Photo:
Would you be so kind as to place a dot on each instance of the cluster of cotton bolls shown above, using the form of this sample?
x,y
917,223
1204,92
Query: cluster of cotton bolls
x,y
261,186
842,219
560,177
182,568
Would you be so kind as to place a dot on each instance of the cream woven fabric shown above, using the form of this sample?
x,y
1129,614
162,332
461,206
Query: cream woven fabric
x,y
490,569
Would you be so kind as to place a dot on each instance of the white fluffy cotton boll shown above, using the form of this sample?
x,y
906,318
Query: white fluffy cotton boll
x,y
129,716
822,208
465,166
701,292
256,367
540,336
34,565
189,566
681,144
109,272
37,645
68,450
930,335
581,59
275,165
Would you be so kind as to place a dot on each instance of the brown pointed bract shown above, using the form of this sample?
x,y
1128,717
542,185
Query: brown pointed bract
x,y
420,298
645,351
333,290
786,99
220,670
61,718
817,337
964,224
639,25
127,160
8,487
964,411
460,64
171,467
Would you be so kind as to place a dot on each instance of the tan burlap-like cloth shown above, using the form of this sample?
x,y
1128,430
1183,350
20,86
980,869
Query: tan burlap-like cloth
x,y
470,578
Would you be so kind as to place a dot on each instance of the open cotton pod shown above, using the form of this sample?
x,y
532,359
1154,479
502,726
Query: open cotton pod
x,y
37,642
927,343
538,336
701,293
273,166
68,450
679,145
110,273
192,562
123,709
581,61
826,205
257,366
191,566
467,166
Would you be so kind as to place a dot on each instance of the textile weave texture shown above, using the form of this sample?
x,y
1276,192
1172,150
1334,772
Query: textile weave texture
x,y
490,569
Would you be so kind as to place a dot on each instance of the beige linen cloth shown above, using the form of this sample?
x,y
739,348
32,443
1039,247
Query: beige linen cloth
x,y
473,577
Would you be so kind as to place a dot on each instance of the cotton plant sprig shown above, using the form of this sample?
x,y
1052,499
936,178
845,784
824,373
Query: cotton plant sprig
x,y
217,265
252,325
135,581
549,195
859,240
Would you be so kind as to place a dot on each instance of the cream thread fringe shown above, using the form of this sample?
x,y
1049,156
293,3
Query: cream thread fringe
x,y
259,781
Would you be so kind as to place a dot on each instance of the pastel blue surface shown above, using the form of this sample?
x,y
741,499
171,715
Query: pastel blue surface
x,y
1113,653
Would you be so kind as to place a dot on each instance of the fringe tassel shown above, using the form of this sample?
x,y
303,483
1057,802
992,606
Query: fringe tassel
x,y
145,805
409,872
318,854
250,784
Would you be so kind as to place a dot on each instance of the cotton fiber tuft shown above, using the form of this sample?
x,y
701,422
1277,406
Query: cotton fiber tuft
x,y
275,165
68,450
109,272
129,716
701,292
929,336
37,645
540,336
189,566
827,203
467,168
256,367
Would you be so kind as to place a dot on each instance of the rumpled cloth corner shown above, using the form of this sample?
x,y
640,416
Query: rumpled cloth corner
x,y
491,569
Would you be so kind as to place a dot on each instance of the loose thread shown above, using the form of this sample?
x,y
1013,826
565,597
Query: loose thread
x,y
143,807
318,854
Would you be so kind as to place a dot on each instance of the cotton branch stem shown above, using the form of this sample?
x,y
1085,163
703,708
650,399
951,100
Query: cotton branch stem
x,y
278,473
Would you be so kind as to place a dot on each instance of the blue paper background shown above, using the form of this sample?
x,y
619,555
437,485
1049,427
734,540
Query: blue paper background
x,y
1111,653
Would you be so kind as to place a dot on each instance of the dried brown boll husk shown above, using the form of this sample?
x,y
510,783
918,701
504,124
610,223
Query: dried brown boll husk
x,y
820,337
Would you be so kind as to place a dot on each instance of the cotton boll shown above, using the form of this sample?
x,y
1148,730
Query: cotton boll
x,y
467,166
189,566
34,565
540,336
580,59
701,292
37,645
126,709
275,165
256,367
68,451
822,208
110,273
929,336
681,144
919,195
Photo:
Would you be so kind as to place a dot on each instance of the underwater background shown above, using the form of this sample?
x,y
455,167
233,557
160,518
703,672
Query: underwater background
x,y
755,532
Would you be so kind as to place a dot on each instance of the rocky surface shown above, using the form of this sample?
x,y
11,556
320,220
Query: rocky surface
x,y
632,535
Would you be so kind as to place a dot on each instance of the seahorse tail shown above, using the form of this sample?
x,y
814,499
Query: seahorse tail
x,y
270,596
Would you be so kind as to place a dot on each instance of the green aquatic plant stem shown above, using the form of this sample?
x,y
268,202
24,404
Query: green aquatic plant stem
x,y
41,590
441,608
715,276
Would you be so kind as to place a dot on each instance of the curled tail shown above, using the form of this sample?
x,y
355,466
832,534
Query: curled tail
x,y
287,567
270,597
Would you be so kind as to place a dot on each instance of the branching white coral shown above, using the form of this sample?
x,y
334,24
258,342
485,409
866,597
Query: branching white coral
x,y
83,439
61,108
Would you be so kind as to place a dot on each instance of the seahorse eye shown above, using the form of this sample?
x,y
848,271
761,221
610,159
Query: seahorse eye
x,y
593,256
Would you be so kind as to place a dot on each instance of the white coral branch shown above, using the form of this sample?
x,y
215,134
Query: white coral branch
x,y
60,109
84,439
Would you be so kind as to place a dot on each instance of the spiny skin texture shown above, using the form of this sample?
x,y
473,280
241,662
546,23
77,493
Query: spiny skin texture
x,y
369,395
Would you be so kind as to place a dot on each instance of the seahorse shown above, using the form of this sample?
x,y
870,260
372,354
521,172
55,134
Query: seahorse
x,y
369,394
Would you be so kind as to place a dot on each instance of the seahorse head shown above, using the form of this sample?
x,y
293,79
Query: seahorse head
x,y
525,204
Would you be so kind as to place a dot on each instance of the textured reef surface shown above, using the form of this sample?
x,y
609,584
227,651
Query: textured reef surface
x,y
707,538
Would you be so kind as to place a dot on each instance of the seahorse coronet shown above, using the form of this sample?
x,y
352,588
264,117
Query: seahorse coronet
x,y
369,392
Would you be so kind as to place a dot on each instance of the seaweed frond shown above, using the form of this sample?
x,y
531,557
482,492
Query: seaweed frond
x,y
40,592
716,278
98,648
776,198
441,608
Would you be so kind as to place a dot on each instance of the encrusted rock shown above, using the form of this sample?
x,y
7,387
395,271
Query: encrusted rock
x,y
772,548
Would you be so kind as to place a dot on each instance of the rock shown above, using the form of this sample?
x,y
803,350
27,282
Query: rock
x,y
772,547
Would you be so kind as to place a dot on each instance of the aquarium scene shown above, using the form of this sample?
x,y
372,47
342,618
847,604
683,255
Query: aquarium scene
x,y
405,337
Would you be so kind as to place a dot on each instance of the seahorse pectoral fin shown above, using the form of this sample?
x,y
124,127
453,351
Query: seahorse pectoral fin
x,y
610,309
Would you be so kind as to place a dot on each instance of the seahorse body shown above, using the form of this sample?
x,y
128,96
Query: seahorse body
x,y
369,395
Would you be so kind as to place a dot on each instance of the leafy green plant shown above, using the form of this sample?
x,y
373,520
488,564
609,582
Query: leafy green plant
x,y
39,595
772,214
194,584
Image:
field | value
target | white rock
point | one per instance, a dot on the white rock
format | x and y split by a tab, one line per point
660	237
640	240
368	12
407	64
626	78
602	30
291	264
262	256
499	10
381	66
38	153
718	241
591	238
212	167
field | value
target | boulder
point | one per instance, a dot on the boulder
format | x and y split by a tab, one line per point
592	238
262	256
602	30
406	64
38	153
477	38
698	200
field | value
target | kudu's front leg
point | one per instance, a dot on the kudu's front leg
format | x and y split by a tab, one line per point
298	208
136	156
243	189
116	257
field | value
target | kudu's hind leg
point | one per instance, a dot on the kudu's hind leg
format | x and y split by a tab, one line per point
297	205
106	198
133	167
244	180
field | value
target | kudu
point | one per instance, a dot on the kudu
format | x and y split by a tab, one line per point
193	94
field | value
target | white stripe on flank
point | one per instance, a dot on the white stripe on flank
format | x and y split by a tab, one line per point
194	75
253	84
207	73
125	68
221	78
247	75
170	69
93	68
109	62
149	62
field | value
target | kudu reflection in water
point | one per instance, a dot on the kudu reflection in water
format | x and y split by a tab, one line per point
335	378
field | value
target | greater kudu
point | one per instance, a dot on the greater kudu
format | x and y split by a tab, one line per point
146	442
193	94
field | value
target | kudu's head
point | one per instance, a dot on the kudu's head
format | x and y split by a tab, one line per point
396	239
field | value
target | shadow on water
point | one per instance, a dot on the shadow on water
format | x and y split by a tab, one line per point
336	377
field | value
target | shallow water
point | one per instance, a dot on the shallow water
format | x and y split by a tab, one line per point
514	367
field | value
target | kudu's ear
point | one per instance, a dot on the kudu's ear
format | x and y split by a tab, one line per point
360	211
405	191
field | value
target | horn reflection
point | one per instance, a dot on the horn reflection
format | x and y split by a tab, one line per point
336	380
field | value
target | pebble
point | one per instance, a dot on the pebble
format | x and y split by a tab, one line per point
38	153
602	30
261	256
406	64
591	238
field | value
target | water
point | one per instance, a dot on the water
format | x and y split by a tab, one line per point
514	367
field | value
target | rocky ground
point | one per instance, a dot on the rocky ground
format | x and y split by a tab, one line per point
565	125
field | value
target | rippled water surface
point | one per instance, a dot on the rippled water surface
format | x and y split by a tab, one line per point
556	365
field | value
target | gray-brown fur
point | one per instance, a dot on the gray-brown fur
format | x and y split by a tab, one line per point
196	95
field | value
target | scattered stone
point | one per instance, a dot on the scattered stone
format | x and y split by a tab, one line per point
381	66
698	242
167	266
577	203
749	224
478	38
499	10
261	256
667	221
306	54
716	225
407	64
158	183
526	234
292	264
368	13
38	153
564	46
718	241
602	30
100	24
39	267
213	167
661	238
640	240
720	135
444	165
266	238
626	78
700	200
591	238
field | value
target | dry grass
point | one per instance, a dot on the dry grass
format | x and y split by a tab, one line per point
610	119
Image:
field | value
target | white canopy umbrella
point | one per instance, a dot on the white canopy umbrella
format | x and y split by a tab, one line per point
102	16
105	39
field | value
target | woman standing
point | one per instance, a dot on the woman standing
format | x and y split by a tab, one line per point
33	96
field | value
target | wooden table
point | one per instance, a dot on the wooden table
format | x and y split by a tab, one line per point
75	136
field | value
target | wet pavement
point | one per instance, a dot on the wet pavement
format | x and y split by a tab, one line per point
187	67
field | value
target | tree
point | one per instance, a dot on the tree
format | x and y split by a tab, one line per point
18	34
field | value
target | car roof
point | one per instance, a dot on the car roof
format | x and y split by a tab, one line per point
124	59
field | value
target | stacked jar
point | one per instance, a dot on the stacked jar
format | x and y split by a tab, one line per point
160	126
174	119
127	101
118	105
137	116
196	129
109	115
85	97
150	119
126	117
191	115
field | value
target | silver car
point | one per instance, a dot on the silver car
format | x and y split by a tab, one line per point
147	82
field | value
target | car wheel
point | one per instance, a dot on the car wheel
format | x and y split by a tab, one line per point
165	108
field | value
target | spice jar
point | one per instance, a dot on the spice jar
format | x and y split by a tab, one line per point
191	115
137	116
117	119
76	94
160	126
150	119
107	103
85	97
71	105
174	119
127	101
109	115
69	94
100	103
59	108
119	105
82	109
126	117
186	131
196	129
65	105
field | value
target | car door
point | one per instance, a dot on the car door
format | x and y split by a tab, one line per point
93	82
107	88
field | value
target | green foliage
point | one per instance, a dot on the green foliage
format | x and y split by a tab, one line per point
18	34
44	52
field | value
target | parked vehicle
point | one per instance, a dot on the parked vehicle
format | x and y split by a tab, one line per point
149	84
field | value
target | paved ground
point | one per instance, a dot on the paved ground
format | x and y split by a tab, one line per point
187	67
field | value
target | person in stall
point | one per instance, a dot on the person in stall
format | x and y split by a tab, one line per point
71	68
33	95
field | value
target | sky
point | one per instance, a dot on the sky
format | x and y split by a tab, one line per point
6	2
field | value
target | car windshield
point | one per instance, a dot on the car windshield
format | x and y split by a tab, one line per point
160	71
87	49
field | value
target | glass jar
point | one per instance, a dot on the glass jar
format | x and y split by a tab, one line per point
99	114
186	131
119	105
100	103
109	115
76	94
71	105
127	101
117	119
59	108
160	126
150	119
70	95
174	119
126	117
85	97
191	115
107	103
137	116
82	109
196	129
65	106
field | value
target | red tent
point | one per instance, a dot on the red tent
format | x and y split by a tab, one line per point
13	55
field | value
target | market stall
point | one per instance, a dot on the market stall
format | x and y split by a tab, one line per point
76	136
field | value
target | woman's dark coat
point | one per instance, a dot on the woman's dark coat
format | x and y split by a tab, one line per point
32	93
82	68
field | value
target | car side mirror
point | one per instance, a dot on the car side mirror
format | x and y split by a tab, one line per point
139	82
- - - - - - -
■ **EXERCISE OBJECTIVE**: Extract every line of the records above that contains the word "like", and note that case counts.

■ **REPLY**:
Would you be so kind as to place a dot on each instance of the tan burlap-like cloth shown above, using the form of this sample?
Query: tan burlap-like cloth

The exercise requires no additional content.